• [EXERCISE OBJECTIVE]:
Return each line of the listing below that contains the word "background".

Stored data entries
* * * * *
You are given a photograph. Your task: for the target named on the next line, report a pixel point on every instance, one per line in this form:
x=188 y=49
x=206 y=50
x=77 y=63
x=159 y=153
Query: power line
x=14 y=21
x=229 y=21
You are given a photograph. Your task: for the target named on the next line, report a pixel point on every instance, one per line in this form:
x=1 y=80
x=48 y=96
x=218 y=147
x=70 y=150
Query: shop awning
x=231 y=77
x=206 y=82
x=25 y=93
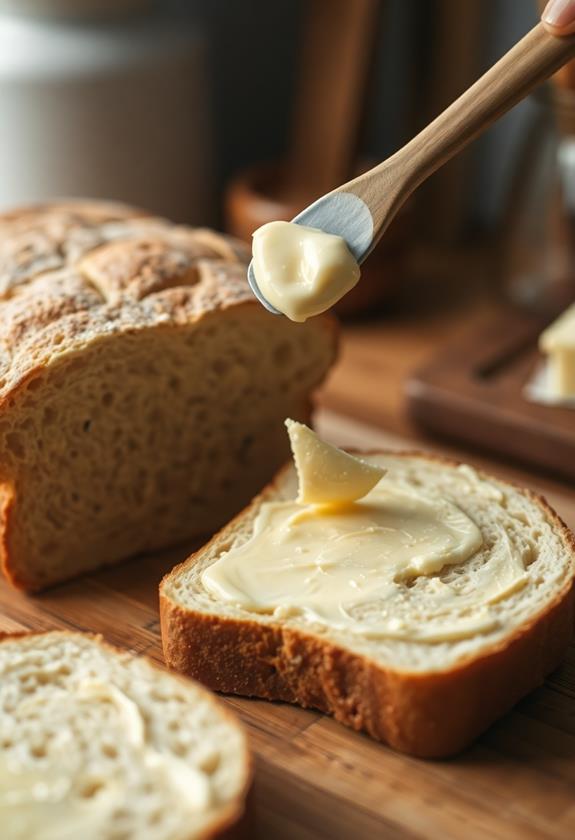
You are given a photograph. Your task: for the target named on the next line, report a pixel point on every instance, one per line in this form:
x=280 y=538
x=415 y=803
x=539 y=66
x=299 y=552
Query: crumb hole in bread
x=283 y=354
x=15 y=445
x=110 y=750
x=155 y=817
x=90 y=788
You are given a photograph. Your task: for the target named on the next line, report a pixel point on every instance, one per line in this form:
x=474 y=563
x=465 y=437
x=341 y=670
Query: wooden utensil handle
x=385 y=187
x=532 y=60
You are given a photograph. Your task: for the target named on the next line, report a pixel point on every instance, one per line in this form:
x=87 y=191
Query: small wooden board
x=474 y=393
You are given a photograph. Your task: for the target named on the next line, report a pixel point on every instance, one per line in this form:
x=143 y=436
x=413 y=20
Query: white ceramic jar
x=104 y=98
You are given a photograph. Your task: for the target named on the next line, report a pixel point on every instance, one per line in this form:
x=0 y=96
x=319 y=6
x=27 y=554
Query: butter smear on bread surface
x=97 y=744
x=342 y=556
x=418 y=612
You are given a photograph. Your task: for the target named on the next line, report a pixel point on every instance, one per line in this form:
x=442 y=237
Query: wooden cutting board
x=474 y=392
x=314 y=778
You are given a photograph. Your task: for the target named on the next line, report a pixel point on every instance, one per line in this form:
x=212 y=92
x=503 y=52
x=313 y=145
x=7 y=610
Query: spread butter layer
x=351 y=566
x=43 y=801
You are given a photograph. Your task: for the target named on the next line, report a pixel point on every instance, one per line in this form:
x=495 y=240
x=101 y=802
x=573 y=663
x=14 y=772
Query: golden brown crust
x=235 y=823
x=79 y=273
x=429 y=715
x=72 y=273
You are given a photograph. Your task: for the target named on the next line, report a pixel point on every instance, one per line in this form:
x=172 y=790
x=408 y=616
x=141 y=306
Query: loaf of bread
x=142 y=387
x=460 y=644
x=96 y=744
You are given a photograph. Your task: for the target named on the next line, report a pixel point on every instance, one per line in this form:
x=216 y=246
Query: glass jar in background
x=105 y=99
x=539 y=244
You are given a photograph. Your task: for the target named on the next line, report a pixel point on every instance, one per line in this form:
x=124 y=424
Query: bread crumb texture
x=142 y=389
x=98 y=744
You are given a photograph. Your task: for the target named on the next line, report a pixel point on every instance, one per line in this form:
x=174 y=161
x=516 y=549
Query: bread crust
x=236 y=821
x=78 y=274
x=431 y=715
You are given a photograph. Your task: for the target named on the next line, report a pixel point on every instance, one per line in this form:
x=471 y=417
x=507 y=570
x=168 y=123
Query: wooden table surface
x=314 y=778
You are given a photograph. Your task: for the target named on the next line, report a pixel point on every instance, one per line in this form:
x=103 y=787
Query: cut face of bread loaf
x=100 y=745
x=142 y=387
x=452 y=656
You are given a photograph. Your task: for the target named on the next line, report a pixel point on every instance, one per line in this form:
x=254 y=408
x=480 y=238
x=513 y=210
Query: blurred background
x=234 y=113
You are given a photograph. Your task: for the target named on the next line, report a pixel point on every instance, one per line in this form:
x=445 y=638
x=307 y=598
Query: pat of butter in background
x=558 y=343
x=300 y=270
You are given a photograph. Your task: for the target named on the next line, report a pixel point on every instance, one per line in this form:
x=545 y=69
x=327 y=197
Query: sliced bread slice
x=98 y=744
x=428 y=690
* * * * *
• [SOLUTION TO THIS PROBLEM]:
Query: glass jar in background
Query: blurred background
Query: pat of butter in background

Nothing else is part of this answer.